START Material shown

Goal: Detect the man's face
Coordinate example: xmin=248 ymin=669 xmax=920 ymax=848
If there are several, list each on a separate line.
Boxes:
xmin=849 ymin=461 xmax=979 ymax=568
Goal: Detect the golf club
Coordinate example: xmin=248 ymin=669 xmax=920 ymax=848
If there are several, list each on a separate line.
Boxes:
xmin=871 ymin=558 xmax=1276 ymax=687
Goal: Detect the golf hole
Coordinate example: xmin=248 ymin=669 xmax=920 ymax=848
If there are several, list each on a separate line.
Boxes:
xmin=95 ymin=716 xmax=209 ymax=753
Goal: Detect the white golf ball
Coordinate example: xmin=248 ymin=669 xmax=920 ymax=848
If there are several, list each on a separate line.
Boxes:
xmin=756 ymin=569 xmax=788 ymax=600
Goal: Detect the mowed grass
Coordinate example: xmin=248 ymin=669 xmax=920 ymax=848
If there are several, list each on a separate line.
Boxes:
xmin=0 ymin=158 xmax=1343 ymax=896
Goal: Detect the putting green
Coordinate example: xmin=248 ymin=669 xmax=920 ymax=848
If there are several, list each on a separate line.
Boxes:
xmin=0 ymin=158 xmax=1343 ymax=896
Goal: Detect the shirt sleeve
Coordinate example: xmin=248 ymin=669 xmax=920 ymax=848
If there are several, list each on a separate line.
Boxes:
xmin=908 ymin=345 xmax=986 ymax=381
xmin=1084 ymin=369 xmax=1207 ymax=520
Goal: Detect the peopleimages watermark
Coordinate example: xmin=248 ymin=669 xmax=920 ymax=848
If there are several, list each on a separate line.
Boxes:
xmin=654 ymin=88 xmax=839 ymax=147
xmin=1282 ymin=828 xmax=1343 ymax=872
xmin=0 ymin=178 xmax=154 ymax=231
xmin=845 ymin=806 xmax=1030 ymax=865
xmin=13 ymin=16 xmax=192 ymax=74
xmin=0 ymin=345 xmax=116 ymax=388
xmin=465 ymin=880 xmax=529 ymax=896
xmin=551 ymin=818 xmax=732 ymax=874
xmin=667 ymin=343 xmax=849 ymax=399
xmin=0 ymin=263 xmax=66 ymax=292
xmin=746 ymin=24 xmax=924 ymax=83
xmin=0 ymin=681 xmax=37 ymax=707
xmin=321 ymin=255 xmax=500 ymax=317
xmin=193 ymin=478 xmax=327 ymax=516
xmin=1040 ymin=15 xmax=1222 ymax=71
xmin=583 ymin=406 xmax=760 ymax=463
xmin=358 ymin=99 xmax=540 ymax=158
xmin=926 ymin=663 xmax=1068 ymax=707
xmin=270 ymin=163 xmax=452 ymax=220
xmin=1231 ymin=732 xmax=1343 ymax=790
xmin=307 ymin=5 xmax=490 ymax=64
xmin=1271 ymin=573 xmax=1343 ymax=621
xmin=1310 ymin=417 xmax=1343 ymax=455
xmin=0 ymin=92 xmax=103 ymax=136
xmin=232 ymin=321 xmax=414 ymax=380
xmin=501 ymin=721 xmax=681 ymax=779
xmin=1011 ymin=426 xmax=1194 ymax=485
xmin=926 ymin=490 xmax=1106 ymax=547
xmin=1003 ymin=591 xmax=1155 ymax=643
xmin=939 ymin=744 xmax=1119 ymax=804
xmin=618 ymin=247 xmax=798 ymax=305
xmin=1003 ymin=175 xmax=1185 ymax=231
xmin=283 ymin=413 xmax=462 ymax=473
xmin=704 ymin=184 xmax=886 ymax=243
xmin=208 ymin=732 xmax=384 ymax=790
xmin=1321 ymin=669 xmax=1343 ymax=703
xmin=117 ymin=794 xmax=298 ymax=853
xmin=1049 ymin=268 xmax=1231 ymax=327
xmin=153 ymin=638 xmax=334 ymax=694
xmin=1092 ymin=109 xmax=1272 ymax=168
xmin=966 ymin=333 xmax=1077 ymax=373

END Material shown

● **Exercise instructions**: Rewrite the rows beginning with the line that contains "Goal: Detect the golf club" and continuing through the line that contains "xmin=871 ymin=558 xmax=1276 ymax=687", keeping every line, and add 10 to each box coordinate.

● **Task output**:
Goal: Detect the golf club
Coordinate example: xmin=248 ymin=669 xmax=920 ymax=848
If there are several, list each on a separate line.
Boxes:
xmin=881 ymin=568 xmax=1286 ymax=697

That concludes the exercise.